▶ _Yazılı Görev 1_
Aşağıdaki belgeye göre şu ifadeler doğru mu: (a) Sırbistan Cumhurbaşkanı konuşanları kabinesiyle karşılamıştır; (b) halkla kaynaşma Belgrad'da gerçekleşmiştir; (c) bazıları Sırbistan'ı AB arka kapısı olarak görmektedir? Her biri için evet ya da hayır yazın ve belgeden belirleyici sözleri aynen alıntılayın.

BİRİLERİNİN İLERİ GARNİZONU DEĞİLİZ
Uzun yıllardır sadece ileri garnizon gibi görülen bir ülkenin aldığı kararları hayata geçirme iradesi göstermesini kabul edemiyorlar. Alan elden veren el durumuna gelmemiz birilerinin kabusudur.
"SIRBİSTAN'DA HALKLA KAYNAŞMAMIZ BİRİLERİNİ RAHATSIZ ETMİŞTİR"
Bunlar Sırbistan'ı falan AB arka kapısı gördüğü için "Türkiye buralara uzandı he, olmaz böyle şey. Buna karşı da bazı tedbirler geliştirmemiz gerekir" anlayışının içindeler. Sırbistan Cumhurbaşkanı'nın kabinesi ile bizi karşılaması ezberleri bozan bir girişimdir. Novi Pazar'da halkla kaynaşmamız birilerini rahatsız etmiştir.

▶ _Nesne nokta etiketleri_

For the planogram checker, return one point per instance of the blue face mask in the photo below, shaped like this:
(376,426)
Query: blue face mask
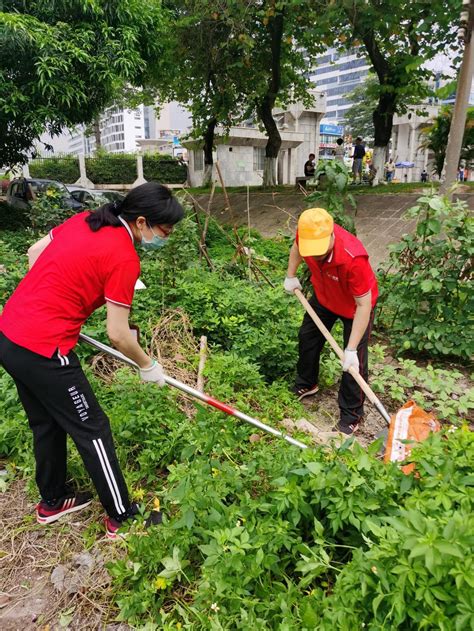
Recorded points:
(155,244)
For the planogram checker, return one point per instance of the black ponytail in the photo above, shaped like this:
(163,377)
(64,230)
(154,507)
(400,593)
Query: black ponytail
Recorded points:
(153,201)
(106,215)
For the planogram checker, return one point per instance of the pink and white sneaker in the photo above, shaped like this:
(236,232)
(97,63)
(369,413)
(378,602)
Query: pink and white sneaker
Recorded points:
(47,512)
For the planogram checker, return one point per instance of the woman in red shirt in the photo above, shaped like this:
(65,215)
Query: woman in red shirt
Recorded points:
(88,261)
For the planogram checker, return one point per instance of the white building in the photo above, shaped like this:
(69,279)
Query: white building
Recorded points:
(241,152)
(163,130)
(336,75)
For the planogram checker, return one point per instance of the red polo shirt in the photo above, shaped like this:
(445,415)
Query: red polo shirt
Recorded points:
(344,275)
(77,273)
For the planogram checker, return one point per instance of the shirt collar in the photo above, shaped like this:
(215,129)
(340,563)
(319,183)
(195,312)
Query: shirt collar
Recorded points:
(128,228)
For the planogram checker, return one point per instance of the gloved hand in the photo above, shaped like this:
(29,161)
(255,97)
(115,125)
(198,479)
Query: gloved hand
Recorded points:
(350,359)
(153,374)
(291,284)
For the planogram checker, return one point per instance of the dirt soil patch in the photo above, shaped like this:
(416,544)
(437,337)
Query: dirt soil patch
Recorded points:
(48,580)
(378,217)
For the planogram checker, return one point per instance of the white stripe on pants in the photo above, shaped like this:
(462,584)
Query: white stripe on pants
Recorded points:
(109,476)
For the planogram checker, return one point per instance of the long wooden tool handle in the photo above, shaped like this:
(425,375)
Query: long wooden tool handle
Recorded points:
(339,352)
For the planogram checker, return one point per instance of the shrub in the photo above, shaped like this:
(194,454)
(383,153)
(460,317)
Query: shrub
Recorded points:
(428,295)
(333,192)
(259,323)
(48,210)
(112,169)
(164,169)
(63,169)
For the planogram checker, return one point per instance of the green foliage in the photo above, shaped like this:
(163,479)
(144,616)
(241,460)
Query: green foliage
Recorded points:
(259,323)
(273,539)
(428,295)
(48,210)
(333,192)
(436,138)
(14,267)
(65,169)
(62,63)
(358,119)
(418,570)
(257,534)
(434,389)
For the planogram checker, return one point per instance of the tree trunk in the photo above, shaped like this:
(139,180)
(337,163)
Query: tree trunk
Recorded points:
(265,106)
(97,133)
(208,152)
(273,143)
(383,123)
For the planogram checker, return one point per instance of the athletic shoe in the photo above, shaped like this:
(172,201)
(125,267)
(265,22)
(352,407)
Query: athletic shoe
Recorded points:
(302,392)
(48,512)
(113,526)
(347,429)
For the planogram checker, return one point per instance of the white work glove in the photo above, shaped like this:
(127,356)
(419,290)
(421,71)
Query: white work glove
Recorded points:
(291,284)
(350,359)
(153,374)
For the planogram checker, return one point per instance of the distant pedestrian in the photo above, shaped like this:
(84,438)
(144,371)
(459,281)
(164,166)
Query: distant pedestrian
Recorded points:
(309,167)
(390,170)
(357,157)
(338,151)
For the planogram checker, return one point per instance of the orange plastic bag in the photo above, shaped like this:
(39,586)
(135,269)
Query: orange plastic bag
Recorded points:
(410,423)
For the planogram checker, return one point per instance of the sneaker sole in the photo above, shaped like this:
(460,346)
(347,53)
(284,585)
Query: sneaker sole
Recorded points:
(310,393)
(115,536)
(52,518)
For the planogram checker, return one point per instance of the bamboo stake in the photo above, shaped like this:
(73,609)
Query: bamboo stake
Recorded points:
(202,363)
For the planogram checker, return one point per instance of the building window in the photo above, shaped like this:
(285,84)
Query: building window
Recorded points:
(258,158)
(198,160)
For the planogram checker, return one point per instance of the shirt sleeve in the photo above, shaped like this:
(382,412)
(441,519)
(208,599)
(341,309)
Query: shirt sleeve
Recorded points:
(120,283)
(361,277)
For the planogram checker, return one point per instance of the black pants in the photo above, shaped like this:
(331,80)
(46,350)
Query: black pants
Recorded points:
(58,400)
(311,342)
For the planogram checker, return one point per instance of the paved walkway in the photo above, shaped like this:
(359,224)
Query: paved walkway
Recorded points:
(379,218)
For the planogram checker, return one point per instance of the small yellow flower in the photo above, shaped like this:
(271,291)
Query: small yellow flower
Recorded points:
(138,494)
(160,583)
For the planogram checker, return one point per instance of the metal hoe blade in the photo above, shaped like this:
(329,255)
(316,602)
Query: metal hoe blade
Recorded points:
(223,407)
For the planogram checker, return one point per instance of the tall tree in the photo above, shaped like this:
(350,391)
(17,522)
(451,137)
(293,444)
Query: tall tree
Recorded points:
(62,62)
(399,38)
(279,43)
(203,59)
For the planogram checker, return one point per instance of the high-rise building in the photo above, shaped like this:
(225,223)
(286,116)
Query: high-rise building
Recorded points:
(336,75)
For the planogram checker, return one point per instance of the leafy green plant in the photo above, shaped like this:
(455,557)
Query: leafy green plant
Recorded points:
(63,168)
(333,192)
(48,210)
(427,292)
(435,389)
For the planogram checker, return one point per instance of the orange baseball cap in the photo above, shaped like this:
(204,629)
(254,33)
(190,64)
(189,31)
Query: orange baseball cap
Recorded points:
(315,227)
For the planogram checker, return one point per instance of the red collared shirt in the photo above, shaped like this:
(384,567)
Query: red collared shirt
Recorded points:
(76,273)
(344,275)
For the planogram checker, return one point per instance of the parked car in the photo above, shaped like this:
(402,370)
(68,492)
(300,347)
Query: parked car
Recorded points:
(23,191)
(94,197)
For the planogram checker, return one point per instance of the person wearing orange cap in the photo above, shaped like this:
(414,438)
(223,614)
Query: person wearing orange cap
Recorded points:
(345,288)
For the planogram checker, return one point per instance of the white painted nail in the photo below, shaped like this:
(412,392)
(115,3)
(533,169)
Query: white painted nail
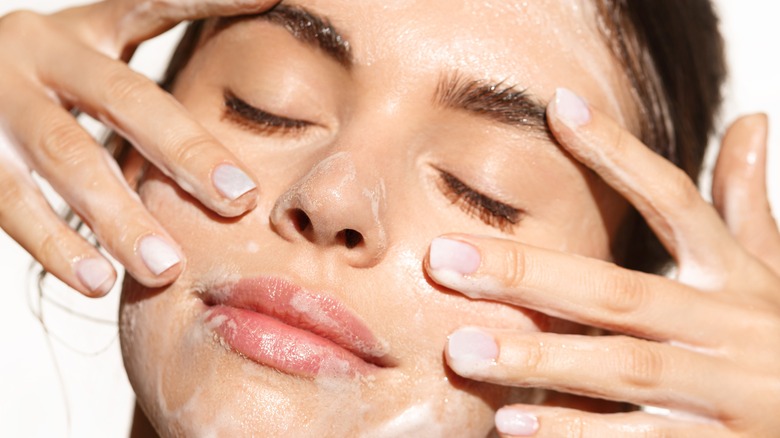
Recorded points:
(469,348)
(96,274)
(454,255)
(513,421)
(157,254)
(231,181)
(571,109)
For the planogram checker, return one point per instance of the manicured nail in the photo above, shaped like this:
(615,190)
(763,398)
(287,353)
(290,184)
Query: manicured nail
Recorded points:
(231,181)
(157,254)
(469,347)
(453,255)
(513,421)
(571,109)
(96,274)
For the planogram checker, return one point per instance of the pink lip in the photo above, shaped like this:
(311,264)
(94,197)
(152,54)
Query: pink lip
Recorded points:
(278,324)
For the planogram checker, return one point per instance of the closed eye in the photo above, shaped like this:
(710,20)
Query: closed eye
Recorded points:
(260,121)
(494,213)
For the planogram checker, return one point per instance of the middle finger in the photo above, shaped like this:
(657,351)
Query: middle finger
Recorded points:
(583,290)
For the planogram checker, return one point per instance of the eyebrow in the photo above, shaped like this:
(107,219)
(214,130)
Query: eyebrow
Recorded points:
(494,101)
(309,28)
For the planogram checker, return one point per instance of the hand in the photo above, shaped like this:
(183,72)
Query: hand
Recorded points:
(704,346)
(75,59)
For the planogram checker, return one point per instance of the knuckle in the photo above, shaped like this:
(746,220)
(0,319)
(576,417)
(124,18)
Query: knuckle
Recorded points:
(575,427)
(123,85)
(11,196)
(62,142)
(534,357)
(49,249)
(639,365)
(186,151)
(680,189)
(514,266)
(623,292)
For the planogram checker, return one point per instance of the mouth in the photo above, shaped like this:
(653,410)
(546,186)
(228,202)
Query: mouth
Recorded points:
(278,324)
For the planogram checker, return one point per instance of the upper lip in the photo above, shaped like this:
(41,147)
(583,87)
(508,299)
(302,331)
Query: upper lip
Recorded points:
(316,313)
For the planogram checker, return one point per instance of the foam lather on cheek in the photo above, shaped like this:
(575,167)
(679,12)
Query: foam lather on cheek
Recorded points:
(417,420)
(473,287)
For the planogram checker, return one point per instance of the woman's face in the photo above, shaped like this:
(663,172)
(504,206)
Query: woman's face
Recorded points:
(312,315)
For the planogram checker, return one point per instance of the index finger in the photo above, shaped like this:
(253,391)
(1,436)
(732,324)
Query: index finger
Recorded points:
(133,21)
(688,227)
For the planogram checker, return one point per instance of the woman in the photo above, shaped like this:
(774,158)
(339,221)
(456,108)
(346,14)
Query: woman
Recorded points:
(322,310)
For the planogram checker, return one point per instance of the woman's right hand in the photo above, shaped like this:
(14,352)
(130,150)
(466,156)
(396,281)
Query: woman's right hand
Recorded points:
(76,58)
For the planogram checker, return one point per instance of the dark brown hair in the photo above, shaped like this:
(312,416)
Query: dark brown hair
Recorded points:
(671,52)
(673,56)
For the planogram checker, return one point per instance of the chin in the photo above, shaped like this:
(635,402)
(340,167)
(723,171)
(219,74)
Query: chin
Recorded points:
(190,381)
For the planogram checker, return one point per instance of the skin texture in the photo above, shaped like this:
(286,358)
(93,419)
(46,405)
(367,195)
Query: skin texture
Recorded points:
(371,162)
(368,163)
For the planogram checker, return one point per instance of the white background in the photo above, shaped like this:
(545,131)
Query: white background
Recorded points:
(50,388)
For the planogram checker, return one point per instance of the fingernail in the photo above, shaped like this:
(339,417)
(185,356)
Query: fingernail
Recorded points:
(470,347)
(453,255)
(231,181)
(96,274)
(513,421)
(157,254)
(571,109)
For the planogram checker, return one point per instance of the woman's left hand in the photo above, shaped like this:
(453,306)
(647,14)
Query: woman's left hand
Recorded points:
(704,346)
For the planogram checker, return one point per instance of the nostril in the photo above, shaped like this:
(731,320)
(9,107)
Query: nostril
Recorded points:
(300,219)
(351,238)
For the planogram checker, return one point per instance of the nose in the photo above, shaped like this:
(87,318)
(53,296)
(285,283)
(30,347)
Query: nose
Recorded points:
(337,208)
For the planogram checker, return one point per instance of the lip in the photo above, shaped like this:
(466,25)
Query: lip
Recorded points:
(276,323)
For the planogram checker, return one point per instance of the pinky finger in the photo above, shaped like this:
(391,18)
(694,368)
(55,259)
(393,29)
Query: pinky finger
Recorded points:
(540,421)
(58,248)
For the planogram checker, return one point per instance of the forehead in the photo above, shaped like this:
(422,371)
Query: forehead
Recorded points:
(536,45)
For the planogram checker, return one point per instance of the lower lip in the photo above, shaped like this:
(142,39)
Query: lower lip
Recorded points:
(272,343)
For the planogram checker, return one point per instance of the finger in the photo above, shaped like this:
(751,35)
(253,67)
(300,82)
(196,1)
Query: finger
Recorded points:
(739,189)
(664,195)
(539,421)
(59,249)
(131,22)
(610,367)
(159,127)
(88,179)
(580,289)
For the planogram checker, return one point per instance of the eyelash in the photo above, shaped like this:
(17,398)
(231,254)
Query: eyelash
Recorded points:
(494,213)
(488,210)
(261,121)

▶ _Yazılı Görev 2_
Lütfen yukarıdaki listede "green" sözcüğünü içeren satırları sayın ve yalnızca sayıyı yazın.

▶ _Cevap 1_
(a) Evet: "Sırbistan Cumhurbaşkanı'nın kabinesi ile bizi karşılaması ezberleri bozan bir girişimdir."
(b) Hayır: "Novi Pazar'da halkla kaynaşmamız birilerini rahatsız etmiştir."
(c) Evet: "Bunlar Sırbistan'ı falan AB arka kapısı gördüğü için"

▶ _Cevap 2_
4